Records provided —
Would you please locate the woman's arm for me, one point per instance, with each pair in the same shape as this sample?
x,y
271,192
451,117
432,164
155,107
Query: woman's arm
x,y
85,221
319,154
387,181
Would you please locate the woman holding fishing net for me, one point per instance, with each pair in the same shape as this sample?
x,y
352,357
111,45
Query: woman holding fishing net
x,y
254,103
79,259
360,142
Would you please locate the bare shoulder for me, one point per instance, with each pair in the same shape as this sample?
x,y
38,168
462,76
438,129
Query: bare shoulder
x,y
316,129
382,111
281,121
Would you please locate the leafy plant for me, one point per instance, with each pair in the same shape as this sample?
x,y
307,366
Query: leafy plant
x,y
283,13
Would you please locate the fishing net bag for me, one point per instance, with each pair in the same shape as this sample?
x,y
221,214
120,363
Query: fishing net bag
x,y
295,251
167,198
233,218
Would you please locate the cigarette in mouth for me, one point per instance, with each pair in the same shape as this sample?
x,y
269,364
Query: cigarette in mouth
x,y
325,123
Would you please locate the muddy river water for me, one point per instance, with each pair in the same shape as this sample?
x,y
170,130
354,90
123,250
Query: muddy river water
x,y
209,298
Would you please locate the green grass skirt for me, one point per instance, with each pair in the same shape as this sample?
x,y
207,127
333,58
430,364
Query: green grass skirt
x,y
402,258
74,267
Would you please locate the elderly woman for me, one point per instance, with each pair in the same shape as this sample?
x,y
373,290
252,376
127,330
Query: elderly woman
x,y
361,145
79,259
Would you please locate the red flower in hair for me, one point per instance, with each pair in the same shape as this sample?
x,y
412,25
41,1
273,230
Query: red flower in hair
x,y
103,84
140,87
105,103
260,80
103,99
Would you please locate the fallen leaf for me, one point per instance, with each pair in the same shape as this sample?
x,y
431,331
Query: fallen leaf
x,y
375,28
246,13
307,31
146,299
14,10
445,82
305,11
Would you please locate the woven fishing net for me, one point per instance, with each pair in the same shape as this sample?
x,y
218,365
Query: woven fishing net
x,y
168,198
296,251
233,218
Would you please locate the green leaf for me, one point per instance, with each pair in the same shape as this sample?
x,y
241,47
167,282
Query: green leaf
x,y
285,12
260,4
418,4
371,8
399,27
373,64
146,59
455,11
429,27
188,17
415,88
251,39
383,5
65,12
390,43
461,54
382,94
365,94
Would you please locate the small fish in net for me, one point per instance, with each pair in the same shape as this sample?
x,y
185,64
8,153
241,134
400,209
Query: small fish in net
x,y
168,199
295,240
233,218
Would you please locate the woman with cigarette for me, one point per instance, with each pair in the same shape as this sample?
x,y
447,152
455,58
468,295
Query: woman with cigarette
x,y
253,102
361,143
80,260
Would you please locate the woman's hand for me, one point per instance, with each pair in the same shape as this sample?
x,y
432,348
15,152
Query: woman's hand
* * *
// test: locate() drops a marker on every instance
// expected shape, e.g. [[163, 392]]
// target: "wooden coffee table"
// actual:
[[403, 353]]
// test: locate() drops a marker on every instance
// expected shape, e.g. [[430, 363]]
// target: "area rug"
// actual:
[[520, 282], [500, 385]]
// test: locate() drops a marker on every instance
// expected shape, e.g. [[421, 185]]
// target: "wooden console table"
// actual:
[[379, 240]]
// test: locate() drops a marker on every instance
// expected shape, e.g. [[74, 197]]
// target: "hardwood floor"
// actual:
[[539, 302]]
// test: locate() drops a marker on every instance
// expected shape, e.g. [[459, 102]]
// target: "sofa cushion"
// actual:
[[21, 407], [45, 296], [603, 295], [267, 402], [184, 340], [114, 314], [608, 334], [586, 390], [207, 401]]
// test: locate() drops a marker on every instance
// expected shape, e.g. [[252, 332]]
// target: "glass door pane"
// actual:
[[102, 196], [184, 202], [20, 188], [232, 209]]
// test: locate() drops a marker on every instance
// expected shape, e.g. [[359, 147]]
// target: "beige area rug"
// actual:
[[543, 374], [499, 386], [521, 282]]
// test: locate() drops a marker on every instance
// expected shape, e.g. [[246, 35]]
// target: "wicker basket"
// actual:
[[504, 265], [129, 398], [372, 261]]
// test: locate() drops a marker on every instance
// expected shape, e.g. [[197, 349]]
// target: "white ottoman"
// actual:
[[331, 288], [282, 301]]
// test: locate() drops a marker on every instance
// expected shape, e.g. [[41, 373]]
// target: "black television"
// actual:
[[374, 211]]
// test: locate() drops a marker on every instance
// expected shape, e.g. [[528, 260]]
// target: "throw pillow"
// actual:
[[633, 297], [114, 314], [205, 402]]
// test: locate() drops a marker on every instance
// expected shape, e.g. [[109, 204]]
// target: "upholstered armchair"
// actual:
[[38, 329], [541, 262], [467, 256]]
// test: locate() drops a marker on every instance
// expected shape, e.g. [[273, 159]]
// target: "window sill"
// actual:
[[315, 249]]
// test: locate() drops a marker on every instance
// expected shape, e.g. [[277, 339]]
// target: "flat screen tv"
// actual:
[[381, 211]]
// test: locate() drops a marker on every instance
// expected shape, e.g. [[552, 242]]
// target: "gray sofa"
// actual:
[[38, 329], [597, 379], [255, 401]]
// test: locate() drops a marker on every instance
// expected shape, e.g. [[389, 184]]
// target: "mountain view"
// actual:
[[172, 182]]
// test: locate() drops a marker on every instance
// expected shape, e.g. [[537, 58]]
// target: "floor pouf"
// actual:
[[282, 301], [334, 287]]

Goal of the exercise — Report the number of lines in the material above that include the string "table". Nothing else belongs in the answer.

Answer to the exercise — 2